_SET TASK_.
Will you quote only the lines starting at the one that contains "TARGET = short sleeve" and ending with the last line of the listing below, inclusive?

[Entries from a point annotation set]

⁂

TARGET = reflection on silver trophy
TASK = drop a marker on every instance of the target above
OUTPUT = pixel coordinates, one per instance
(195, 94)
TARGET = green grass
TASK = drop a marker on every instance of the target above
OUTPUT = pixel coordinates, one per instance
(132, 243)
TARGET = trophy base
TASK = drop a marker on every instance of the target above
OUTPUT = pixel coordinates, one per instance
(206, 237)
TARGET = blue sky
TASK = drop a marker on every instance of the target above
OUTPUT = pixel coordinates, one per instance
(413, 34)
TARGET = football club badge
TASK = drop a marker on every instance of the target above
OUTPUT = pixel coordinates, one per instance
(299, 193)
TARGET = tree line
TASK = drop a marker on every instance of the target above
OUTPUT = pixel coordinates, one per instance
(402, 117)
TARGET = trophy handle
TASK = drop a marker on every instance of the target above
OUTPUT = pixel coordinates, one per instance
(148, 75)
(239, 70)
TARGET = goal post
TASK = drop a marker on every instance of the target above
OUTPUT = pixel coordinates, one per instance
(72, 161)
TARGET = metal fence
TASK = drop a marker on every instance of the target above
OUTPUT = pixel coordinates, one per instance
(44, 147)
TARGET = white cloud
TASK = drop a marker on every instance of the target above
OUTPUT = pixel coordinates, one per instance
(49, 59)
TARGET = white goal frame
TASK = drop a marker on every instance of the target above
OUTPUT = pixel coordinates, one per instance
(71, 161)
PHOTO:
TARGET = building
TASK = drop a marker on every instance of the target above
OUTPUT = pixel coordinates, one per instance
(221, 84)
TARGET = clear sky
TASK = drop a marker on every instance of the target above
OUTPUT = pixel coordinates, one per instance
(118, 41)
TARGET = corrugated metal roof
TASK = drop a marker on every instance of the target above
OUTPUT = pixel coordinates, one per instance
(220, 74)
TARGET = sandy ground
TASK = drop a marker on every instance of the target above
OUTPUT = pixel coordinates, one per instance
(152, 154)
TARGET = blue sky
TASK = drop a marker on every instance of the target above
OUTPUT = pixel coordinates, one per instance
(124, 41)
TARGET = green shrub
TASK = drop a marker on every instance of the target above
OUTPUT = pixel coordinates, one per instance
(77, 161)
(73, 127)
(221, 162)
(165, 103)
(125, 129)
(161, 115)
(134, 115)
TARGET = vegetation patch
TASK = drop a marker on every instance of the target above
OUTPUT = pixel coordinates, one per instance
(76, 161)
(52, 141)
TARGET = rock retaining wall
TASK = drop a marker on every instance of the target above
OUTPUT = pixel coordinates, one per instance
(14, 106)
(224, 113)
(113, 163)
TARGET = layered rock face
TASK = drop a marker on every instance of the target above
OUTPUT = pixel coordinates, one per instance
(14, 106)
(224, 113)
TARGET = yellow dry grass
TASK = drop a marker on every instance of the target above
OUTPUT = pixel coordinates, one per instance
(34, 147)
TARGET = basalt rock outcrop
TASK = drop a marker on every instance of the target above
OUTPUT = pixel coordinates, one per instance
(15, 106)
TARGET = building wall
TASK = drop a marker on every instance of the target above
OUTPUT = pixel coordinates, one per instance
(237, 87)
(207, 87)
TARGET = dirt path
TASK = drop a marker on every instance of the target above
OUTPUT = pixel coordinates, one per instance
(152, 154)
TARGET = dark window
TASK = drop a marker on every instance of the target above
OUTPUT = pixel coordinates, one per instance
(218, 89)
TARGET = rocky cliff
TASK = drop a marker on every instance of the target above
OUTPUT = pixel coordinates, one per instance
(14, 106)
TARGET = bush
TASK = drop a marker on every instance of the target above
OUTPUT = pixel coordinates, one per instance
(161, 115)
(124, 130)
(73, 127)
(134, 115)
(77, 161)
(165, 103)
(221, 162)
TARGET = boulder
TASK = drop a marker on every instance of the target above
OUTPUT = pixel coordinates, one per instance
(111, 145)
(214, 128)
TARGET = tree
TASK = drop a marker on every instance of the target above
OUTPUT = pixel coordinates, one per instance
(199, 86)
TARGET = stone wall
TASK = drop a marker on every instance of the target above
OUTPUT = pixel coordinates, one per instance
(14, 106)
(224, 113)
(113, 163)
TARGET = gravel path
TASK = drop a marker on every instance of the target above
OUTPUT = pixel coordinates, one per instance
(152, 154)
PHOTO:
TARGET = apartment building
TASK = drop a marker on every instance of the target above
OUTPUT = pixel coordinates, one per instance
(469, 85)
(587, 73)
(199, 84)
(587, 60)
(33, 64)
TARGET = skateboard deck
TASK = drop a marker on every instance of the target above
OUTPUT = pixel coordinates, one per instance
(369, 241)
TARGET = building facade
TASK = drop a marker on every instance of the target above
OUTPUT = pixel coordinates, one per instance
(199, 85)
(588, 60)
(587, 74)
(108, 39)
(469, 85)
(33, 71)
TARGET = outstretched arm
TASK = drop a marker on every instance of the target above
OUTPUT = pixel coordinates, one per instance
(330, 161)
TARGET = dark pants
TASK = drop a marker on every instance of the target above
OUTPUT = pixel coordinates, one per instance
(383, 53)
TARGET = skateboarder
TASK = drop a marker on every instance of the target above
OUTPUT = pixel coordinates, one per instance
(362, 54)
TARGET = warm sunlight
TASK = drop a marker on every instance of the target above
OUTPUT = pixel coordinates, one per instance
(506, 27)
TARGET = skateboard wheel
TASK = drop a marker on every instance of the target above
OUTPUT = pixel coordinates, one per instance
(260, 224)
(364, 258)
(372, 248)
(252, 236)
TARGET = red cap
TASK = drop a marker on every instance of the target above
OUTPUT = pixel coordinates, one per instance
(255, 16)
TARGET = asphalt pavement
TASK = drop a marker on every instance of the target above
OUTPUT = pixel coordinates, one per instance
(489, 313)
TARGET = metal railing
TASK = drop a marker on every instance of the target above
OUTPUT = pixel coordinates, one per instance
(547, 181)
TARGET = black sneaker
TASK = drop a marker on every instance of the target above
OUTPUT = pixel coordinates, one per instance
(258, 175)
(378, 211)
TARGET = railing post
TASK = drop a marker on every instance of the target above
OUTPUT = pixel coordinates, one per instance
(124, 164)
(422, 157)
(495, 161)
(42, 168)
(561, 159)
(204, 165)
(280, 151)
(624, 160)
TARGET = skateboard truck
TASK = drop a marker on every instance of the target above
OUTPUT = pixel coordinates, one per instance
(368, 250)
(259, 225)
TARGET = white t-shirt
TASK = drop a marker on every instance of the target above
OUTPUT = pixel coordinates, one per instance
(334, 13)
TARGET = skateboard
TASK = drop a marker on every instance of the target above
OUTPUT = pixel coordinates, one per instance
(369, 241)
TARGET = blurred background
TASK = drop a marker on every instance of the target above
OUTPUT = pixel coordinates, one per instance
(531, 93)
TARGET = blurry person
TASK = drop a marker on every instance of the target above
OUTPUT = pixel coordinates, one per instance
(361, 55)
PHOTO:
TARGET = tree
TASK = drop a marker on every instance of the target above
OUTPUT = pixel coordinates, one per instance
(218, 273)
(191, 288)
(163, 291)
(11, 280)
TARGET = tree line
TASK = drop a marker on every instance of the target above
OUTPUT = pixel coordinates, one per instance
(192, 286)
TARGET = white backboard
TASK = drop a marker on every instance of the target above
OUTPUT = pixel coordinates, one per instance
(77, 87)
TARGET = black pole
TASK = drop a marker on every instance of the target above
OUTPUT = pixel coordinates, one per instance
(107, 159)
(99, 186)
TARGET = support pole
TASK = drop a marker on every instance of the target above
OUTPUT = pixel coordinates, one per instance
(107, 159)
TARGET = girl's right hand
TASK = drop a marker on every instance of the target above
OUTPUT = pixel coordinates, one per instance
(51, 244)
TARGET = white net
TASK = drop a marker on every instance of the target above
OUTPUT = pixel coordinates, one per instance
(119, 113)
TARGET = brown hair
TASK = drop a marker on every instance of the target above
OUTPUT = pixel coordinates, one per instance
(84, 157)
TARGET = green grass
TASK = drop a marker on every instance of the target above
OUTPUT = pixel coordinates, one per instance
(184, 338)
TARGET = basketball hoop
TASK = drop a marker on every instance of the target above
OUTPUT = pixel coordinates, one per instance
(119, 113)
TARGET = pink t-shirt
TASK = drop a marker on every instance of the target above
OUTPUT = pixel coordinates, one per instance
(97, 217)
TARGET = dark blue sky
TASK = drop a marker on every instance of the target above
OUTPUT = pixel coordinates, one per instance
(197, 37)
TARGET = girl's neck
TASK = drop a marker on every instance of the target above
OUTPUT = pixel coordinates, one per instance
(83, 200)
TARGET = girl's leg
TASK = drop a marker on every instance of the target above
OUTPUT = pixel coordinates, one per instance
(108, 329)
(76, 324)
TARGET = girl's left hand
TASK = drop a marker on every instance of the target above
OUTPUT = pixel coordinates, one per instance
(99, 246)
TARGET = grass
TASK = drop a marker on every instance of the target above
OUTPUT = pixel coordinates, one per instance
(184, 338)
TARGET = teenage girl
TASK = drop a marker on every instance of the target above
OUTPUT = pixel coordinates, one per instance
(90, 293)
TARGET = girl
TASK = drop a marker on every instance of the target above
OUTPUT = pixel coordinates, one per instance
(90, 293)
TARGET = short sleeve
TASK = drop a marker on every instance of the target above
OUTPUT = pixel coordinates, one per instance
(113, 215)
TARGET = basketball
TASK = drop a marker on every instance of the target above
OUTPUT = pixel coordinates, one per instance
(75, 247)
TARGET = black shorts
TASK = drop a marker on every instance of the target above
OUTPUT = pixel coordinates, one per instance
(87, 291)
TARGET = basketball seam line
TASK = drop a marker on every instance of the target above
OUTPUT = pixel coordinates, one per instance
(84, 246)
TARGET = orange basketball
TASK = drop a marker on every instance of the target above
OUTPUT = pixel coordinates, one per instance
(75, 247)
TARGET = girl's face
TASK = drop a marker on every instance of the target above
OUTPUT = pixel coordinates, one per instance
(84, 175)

⁂

_OUTPUT FOR THIS TASK_.
TARGET = short sleeve
TASK = drop a marker on every instance of the target above
OUTPUT = pixel coordinates, one per instance
(113, 215)
TARGET = basketball
TASK = drop a marker on every instance of the target above
OUTPUT = pixel coordinates, one per instance
(75, 247)
TARGET = black shorts
TASK = drop a marker on every instance of the target above
OUTPUT = pixel coordinates, one per instance
(87, 291)
TARGET = basketball seam line
TASK = drop a marker on every instance of the target above
OUTPUT = pixel coordinates, one per instance
(84, 246)
TARGET = orange basketball
TASK = drop a marker on every instance of the target above
OUTPUT = pixel coordinates, one per instance
(75, 247)
TARGET = girl's face
TASK = drop a marker on every instance of the target above
OUTPUT = pixel coordinates, one per instance
(84, 175)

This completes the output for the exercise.